### Selected excerpt
There should also be a strategic consideration: “An attack on power grids in the West could give NATO a reason to declare the alliance case,” says Sven Herpig, head of cybersecurity policy at the Stiftung Neue Verantwortung (SNV). Putin may want to prevent this, despite all the aggressive rhetoric.
In the event of an escalation, the Russian leader must expect the West to respond with cyber attacks and disrupt the Russian power grid, for example. The specialists of the US intelligence service NSA would probably be able to do this.
However, all this is not a reason for relaxation. For example, the IT industry association Bitkom observes that IT systems in Germany are increasingly being scanned for vulnerabilities. “Although such activities are commonplace, such an increase can also be an indication of upcoming attacks,” says Sebastian Artz, Head of Cyber and Information Security. And SAP CEO Christian Klein warns that the software manufacturer is increasingly affected by cyber attacks.
There are several reasons why the threat is likely to increase:
- The sanctions of the West hit Russia hard, the economic outlook is poor. It is to be expected that the Putin regime will respond to this, says Shulman – to extract information from politics, to sow discord and to take revenge. Cyber attacks are ideally suited for espionage, disinformation and sabotage.

### Record set

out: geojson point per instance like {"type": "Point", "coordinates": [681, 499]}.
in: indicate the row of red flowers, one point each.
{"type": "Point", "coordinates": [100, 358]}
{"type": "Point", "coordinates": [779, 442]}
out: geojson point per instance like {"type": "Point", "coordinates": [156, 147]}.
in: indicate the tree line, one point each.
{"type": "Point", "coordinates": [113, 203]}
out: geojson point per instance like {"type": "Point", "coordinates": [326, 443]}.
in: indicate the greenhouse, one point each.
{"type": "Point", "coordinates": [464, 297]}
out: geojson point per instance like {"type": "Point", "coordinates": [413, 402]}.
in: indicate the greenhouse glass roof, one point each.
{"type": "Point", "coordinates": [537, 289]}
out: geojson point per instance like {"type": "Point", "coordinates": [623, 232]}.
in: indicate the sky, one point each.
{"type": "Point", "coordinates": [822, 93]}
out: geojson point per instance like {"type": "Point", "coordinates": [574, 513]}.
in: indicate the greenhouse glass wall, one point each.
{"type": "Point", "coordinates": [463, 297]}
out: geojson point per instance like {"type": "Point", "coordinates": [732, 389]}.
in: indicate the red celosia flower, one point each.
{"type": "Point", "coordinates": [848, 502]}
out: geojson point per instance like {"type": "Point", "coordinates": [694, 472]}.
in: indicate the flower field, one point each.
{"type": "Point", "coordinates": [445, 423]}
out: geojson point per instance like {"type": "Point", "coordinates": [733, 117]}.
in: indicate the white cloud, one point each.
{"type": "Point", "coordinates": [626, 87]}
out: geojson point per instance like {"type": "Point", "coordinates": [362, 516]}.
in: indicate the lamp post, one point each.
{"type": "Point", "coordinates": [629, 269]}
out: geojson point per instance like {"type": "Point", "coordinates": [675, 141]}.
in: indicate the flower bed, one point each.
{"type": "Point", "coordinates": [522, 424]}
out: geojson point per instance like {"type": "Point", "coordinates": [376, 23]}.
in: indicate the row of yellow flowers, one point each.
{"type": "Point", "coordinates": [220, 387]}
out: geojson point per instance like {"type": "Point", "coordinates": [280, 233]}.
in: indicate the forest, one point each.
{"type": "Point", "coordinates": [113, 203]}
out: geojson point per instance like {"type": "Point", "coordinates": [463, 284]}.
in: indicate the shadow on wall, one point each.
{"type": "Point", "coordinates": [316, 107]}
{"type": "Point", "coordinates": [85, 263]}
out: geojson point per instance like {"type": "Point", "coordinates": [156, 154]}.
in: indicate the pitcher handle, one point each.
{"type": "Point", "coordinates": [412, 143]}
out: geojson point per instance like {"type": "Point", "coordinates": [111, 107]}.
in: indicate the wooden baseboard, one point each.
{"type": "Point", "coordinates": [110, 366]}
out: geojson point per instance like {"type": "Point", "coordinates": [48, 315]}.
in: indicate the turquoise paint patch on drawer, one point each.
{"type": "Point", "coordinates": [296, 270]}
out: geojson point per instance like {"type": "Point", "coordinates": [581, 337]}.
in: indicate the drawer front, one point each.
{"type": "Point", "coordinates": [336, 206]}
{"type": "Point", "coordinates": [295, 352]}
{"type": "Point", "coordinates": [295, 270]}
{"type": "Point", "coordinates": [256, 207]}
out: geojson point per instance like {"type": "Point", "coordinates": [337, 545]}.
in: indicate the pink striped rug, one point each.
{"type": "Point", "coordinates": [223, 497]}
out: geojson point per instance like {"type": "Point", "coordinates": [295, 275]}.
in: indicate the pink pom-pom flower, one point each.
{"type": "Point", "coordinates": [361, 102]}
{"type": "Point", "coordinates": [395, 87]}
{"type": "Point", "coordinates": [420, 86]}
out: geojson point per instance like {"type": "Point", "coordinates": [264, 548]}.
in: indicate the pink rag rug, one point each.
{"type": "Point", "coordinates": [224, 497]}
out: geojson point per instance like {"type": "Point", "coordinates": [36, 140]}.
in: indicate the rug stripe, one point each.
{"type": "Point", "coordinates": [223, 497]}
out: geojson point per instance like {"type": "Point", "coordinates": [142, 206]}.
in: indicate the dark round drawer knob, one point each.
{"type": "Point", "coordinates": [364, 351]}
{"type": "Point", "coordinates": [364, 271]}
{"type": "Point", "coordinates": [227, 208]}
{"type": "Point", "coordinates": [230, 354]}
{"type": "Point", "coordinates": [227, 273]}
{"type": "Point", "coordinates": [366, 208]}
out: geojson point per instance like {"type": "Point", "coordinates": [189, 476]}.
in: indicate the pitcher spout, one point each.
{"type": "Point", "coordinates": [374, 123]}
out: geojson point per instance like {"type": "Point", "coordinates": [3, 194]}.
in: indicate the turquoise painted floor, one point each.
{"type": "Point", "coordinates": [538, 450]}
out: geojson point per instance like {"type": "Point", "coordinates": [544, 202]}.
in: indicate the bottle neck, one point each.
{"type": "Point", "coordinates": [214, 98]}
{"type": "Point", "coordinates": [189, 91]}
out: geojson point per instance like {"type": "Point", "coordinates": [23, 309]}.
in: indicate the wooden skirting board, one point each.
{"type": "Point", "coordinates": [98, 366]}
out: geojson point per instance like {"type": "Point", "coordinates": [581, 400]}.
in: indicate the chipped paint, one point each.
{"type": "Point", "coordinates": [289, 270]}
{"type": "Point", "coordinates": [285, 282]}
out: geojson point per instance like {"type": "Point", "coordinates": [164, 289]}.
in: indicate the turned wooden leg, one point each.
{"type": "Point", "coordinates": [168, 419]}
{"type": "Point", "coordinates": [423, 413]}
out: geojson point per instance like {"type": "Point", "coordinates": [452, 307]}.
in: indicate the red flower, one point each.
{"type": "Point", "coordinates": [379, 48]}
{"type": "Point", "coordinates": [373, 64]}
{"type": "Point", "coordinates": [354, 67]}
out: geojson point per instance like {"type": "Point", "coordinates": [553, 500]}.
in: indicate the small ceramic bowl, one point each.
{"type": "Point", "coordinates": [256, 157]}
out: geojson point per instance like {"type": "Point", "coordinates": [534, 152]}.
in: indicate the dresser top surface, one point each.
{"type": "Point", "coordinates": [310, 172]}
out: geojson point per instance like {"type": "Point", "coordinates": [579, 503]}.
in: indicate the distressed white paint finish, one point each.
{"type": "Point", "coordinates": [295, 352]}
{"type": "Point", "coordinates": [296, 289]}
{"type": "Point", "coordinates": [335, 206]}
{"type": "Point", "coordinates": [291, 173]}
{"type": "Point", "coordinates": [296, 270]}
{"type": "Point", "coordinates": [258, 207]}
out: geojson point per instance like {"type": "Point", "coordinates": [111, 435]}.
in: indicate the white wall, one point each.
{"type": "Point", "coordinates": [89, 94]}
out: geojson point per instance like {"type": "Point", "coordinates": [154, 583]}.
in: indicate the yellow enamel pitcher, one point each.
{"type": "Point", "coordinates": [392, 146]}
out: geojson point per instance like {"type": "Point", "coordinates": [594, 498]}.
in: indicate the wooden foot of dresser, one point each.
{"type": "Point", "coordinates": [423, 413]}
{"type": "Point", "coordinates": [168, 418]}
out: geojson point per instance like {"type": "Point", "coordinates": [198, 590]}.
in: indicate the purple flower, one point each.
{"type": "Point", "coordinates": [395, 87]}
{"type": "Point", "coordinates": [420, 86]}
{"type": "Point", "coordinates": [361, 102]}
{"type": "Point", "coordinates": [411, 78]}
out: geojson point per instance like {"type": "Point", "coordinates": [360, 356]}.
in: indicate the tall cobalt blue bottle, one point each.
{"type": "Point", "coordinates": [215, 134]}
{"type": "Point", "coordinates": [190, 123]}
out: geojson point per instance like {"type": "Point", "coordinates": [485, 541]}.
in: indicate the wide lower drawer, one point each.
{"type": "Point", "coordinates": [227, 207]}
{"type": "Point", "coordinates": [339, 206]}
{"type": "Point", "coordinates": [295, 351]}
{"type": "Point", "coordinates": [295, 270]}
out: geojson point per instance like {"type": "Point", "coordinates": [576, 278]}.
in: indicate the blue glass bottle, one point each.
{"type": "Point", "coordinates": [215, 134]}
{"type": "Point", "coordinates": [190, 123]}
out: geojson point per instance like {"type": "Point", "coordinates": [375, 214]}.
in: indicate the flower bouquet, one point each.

### Required action A
Answer from the passage on Russian cyber threats:
(i) Who is head of cybersecurity policy at the Stiftung Neue Verantwortung?
(ii) What does Bitkom observe about IT systems in Germany?
(iii) Which software manufacturer's CEO warns that it is increasingly affected by cyber attacks?
### Required action B
Render this sentence from the passage on Russian cyber threats in Spanish: "Cyber attacks are ideally suited for espionage, disinformation and sabotage."
### Required action C
Carry the passage on Russian cyber threats forward from its final sentence.
The listing was taken from a different source than the text.

### Response area A
(i) Sven Herpig
(ii) They are increasingly being scanned for vulnerabilities.
(iii) SAP

### Response area B
Los ciberataques son ideales para el espionaje, la desinformación y el sabotaje.

### Response area C
- In Russia, numerous criminal hacker groups are active with the connivance of the state, says Shulman. It is conceivable that the regime encourages them to cause damage to Western companies, authorities and research institutions, for example with blackmail software.
- Attacks that apply to Ukraine can also unintentionally harm other countries. For example, in 2017, Russian hackers sabotaged Ukrainian companies with the NotPetya virus – but the software also spread to numerous German organizations. The failure of the Viasat satellite system is also considered collateral damage.
- The war in Ukraine offers hackers and spies from other countries a pretext for their activities, Google researchers report. For example, a group allegedly connected to the Chinese army is trying to spy on the military and governments in Ukraine, Russia, Kazakhstan and Mongolia. In addition, there are numerous “financially motivated” activities.